• Passage for review:

= Gabriel G. Nahas =

Anesthesiologist and drug researcher

Gabriel Georges Nahas (March 4, 1920 – June 28, 2012) was an anesthesiologist known for his advocacy against marijuana use and for the illegality of drugs. He worked at Walter Reed Medical Center Columbia University and later New York University.

His mother Gabrielle Wolff Nahas, was French, and his father Bishara Nahas (1887-1929), was a Lebanese agricultural engineer and merchant who emigrated to the United States and then gained recognition for his timely book on King Tut-ankh-amun. The Nahas family moved from Gabriel's birthplace of Alexandria, Egypt to southern France when he was a child. An active member of the French Resistance, he was awarded the Légion d'honneur by Charles de Gaulle, the croix de guerre with three palm leaves and a star, the Medal of Freedom from US President Harry S. Truman, Ellis Island Medal of Honor from US President Ronald Reagan, was a Fulbright scholar, member of the Order of the British Empire (OBE), officer of the order of Orange-NASSAU, Medal of Honor of the Statue of Liberty, and Ph.D. from the University of Minnesota where he was a Mayo Foundation Fellow. On
June 3, 1988 Nahas received an honorary doctorate from the Faculty of Medicine at Uppsala University, Sweden
While at Walter Reed, his research on intra-operative acid base balance spurred a new protocol of patient management in the operating room. Nahas also argued against the use of cocaine for experimental purposes in human subjects.

• The data:
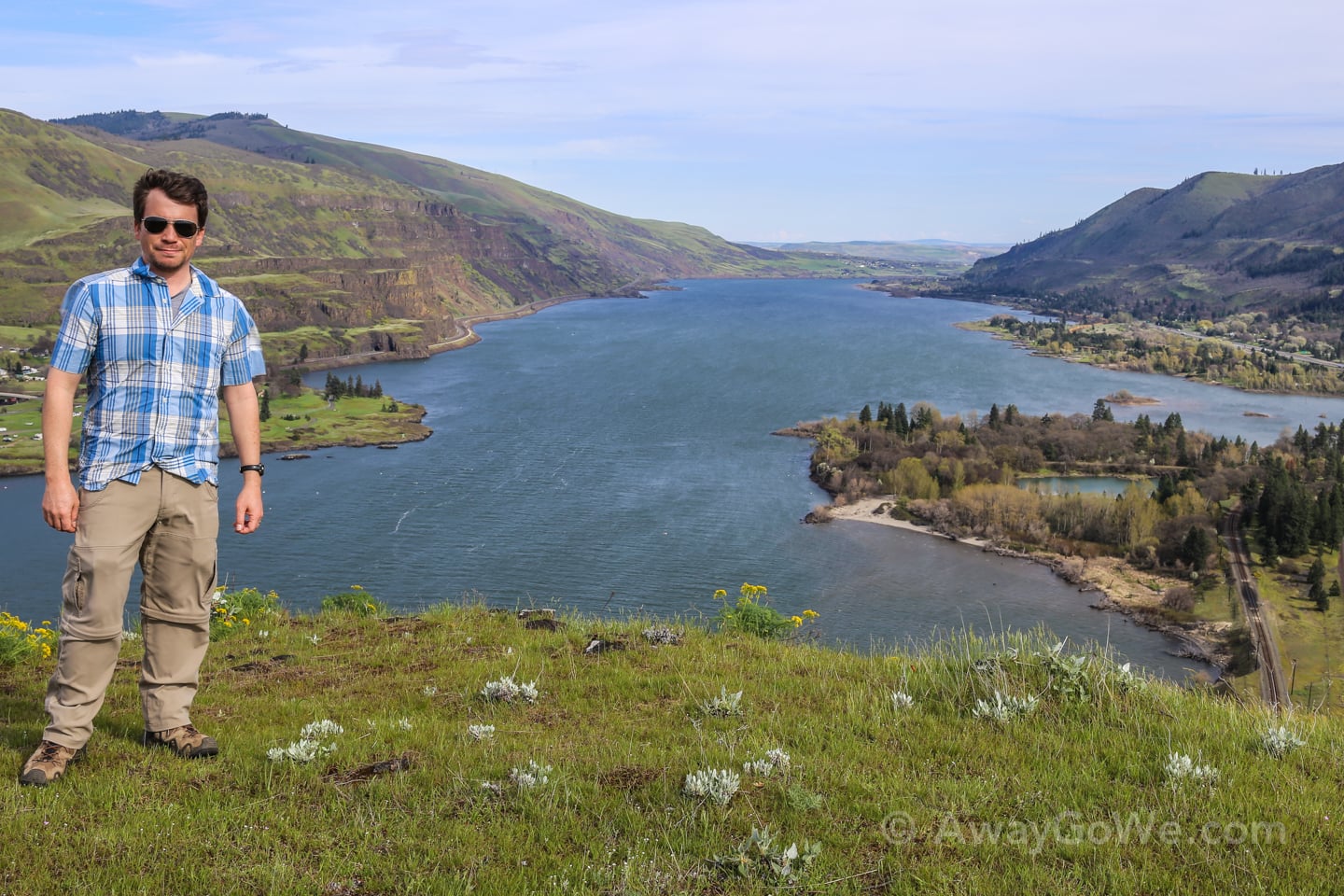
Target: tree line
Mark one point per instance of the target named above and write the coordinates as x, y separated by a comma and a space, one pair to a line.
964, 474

---

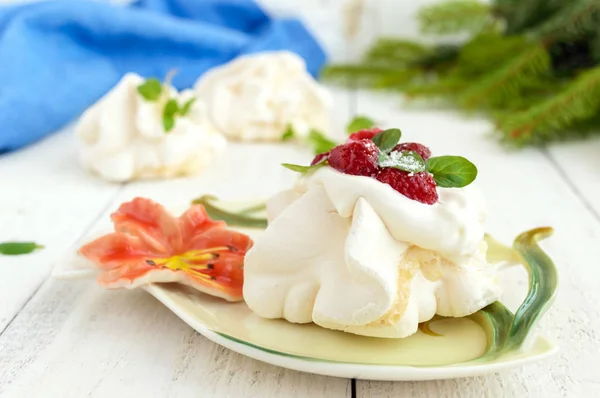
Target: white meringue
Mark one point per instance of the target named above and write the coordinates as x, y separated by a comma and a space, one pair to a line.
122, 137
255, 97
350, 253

==

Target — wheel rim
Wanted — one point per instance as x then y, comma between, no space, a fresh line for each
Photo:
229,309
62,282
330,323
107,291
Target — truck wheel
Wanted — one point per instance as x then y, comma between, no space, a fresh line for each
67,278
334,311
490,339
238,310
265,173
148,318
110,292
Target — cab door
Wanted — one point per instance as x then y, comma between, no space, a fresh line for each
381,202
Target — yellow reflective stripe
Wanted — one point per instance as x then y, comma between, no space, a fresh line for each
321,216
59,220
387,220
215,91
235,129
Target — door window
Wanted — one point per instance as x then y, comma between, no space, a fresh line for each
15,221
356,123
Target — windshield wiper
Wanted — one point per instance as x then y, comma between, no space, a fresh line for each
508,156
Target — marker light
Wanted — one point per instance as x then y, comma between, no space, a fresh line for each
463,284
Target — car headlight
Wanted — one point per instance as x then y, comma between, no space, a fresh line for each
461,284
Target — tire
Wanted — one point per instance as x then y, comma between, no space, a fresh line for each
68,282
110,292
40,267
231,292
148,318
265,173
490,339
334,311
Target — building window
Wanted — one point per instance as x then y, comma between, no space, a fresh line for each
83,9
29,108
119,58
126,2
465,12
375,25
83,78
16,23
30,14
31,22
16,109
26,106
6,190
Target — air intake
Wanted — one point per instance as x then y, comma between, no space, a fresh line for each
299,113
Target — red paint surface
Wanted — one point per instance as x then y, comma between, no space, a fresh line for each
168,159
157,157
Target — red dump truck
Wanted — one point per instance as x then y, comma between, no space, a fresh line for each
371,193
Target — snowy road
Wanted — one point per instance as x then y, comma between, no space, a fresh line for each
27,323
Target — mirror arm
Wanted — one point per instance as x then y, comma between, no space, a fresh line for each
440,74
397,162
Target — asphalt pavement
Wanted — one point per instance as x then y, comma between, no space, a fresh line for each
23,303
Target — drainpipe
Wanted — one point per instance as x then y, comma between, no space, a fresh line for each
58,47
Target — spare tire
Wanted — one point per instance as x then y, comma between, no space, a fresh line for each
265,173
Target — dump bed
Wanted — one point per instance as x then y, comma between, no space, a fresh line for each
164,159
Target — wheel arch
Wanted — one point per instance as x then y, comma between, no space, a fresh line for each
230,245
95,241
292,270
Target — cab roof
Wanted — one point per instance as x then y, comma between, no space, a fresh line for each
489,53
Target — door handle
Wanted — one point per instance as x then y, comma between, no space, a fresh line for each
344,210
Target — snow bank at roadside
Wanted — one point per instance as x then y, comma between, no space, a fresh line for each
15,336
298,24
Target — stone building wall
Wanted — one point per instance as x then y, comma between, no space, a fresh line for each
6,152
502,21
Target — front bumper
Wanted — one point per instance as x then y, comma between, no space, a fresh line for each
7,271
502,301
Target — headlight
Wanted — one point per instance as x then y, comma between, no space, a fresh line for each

• Task description: In the biography of Gabriel G. Nahas, which university gave him an honorary doctorate on June 3, 1988?

• Answer box: Uppsala University in Sweden, through its Faculty of Medicine.